What you should do: Count the lines below that contain the string "green", treating uppercase and lowercase as different, and give only that number.

Given entries:
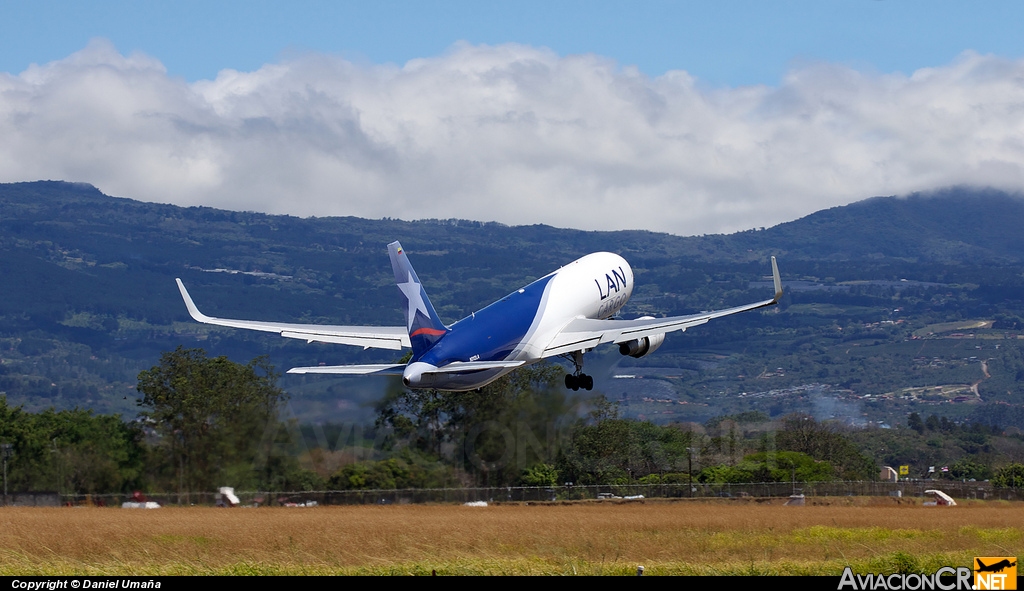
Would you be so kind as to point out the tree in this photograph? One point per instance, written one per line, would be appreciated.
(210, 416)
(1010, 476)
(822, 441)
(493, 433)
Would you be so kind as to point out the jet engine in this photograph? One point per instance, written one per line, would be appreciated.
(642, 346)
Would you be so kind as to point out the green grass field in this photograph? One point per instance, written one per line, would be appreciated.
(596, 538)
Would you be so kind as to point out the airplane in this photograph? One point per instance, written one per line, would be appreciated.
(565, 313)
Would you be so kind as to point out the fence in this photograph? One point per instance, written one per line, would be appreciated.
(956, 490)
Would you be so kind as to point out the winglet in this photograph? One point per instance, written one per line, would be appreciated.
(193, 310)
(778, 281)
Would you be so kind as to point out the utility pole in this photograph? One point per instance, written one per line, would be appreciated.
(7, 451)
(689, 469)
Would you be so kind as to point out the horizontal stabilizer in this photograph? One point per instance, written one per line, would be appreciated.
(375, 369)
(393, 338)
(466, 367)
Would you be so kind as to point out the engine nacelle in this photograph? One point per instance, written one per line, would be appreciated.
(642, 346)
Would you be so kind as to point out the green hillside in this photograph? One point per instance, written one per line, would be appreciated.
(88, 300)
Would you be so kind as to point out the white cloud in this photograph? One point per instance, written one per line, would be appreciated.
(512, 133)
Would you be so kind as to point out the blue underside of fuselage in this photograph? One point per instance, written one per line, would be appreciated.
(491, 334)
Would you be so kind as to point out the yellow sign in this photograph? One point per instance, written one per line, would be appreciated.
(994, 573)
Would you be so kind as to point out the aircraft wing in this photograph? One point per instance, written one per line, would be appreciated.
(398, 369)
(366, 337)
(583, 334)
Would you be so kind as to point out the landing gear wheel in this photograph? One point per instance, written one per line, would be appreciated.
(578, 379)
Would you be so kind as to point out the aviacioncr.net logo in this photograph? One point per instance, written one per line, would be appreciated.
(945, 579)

--

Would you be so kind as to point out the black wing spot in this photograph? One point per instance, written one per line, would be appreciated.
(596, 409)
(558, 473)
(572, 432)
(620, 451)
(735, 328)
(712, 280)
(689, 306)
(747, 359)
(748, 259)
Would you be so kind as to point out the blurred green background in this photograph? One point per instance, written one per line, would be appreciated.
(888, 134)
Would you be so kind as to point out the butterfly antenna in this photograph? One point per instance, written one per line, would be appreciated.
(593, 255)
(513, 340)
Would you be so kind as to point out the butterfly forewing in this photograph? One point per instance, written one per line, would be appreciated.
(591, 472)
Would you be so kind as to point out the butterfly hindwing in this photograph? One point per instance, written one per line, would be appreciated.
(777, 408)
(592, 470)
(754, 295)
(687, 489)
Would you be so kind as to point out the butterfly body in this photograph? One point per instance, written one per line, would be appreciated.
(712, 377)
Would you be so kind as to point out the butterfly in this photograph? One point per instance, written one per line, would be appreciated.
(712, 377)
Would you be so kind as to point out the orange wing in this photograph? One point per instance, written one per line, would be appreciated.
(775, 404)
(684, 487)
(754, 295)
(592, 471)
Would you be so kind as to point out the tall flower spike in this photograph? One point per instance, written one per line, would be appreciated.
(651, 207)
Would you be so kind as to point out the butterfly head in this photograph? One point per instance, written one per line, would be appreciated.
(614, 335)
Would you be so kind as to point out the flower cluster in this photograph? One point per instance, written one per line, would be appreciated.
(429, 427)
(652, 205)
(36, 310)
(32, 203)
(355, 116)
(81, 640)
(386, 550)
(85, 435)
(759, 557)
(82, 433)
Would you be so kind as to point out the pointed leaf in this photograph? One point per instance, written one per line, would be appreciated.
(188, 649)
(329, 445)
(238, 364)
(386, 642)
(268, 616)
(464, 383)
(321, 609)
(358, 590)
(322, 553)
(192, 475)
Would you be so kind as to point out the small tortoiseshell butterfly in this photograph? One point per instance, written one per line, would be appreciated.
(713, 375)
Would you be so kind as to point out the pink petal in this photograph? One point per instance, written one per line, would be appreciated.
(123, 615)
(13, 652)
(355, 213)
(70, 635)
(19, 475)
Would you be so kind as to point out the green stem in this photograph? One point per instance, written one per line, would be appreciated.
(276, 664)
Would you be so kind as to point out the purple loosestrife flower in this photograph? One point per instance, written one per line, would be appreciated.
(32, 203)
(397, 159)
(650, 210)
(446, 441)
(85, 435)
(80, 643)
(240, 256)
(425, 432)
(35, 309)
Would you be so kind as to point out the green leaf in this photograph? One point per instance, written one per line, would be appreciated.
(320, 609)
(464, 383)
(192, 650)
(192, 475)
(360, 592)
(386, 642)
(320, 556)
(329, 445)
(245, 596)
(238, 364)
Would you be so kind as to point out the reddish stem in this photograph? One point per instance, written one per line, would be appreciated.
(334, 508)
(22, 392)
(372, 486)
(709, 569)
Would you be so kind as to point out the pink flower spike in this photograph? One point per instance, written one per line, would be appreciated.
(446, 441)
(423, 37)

Solution to the exercise: 5